*Source passage*
-------

Over many years a lawn can suffer a lot of abuse. Perhaps due to disease or extreme summer heat a section of your lawn loses grass, foot traffic wears down a path, or grass doesn’t sprout in
shadowed locations. Under these circumstances and others you might find the need to repair your lawn.
There are two methods to repairing a lawn –- over seeding or patching.
The process of over seeding to repair a lawn is ideal if more than 50 percent of the good grass remains and the improvement you’re after includes increased thickness and a greener color.
First, you need to determine why the lawn has deteriorated. Issues that can cause the need for lawn repair include a high amount of foot traffic, shade, drought, or disease. Determining why the damage occurred in the first place can help you select the proper specie of grass seed that can overcome the problem. For example, if shade is the issue, then select specie of grass seed that thrives in the shadows. If the issue is drought, then select grass seed specie that retains water, etc.
It is essential that the seed have good contact with the soil. You can follow the following procedure:
1. Mow the existing lawn very, very short, almost to the point of scalping it.
2. If your mower doesn’t include a bag that can catch the clippings, then rake them up. This assures that the soil is exposed.
3. Scratch the soil as hard as you can with a metal garden rake. This roughs the ground up and creates a good seedbed.
4. Apply seed at two to three times the recommended amount suggested on the seed bag.
5. Cover the seed with a ¼-inch of topsoil or finely ground compost.
6. Water every day to keep the seeds wet until they sprout.
7. Allow the sprouts to grow about 3-inches to 4-inches, then mow.
8. Cut the grass about one-third of its height.
The method of patching is ideal if your lawn looks great overall and there are only a few trouble spots.
As with the method of over seeding, determine what caused the damage. A bare patch or spot is usually due to poor drainage, soil compaction, chemical spill or too much shade.
If the bare spot is the result of a spill, flush the soil and remove the chemicals. If the trouble is due to compaction, then aerate the area, mix compost into the soil, and apply some gypsum to assist with drainage. If shade is the culprit, select grass specie that thrives in it.

-------

Dataset entries
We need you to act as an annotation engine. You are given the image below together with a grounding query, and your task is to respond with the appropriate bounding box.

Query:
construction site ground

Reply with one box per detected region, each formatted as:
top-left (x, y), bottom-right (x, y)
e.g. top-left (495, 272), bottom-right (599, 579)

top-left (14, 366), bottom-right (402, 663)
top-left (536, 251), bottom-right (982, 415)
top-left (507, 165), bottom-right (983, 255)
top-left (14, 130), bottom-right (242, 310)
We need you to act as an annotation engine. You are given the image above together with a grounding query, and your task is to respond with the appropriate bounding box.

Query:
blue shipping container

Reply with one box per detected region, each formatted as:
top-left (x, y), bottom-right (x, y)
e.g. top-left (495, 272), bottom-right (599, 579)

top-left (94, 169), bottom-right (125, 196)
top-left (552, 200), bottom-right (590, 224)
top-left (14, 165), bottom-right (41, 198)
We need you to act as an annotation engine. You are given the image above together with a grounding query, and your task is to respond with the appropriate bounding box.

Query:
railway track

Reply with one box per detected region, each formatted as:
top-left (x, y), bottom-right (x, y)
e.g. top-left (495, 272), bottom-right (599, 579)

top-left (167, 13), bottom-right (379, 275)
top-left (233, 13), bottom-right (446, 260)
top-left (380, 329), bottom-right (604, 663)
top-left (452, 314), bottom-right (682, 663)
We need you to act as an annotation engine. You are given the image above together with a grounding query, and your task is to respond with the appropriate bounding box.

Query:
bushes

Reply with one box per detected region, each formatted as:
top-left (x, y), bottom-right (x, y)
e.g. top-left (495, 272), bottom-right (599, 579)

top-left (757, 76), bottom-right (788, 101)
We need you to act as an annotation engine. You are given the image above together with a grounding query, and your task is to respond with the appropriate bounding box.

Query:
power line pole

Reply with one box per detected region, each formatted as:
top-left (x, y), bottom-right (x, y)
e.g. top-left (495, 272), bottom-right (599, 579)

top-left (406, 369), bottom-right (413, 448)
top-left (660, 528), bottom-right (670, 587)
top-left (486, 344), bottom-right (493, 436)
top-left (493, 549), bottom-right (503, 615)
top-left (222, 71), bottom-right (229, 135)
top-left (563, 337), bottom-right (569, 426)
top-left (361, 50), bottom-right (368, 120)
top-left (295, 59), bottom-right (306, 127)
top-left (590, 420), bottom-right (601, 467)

-------

*Assignment 1*
Reproduce the part of the lawn repair text starting at "2. If your mower" and ending at "too much shade.".
*Assignment 2*
Decide whether each statement agrees with the lawn repair text, answering yes or no and quoting the words that decide it: (a) Over seeding is ideal when more than 50 percent of the good grass remains. (b) Seed should be applied at the amount recommended on the seed bag. (c) New sprouts should be mowed once they reach about 3 to 4 inches.
*Assignment 3*
Go on with the lawn repair text from its last sentence.

*Output 1*
2. If your mower doesn’t include a bag that can catch the clippings, then rake them up. This assures that the soil is exposed.
3. Scratch the soil as hard as you can with a metal garden rake. This roughs the ground up and creates a good seedbed.
4. Apply seed at two to three times the recommended amount suggested on the seed bag.
5. Cover the seed with a ¼-inch of topsoil or finely ground compost.
6. Water every day to keep the seeds wet until they sprout.
7. Allow the sprouts to grow about 3-inches to 4-inches, then mow.
8. Cut the grass about one-third of its height.
The method of patching is ideal if your lawn looks great overall and there are only a few trouble spots.
As with the method of over seeding, determine what caused the damage. A bare patch or spot is usually due to poor drainage, soil compaction, chemical spill or too much shade.

*Output 2*
(a) Yes: "The process of over seeding to repair a lawn is ideal if more than 50 percent of the good grass remains"
(b) No: "Apply seed at two to three times the recommended amount suggested on the seed bag."
(c) Yes: "Allow the sprouts to grow about 3-inches to 4-inches, then mow."

*Output 3*
Next, prepare a good seedbed. You achieve that by:
· Removing any grass or weeds from the bad area.
· Enlarging the area by about 6-inches beyond the spot.
· Digging or rototilling down to 5-inches to 6-inches.
· Removing any rocks, weeds, roots, or debris.
· Adding 2-inches to 3-inches of topsoil or compost and mixing with the soil.
· Leveling off the area and then pouring water into it.
Now that the seedbed has been created, you can use one of three methods to patch the area, you can seed it, sod it, or plug it.
To seed it:
· Spread the seed as recommended on the seed package.
· Cover with about one-quarter of an inch of topsoil.
· Moisten until the seeds sprout.
· Let the seedlings grow to 3-inches to 4-inches and then mow.
· Mow the grass down to only one-third its height.
To sod it:
· Cut a piece of sod to match the size of the patch.
· Lay the sod and roll it or press it down firmly to assure good contact with the soil.
· Water the sod and the soil under it regularly for at least two weeks.
· Let it sprout about 3-inches to 4-inches, then mow.
To plug it:
· Gather small plugs from the healthy portion of your lawn.
· Plant the plugs 4-inches to 6-inches apart depending on how fast you want it to fill in.
· Water the soil evenly for about a month so the roots will establish.
· Keep the area free of weeds to allow the new grass to fill in.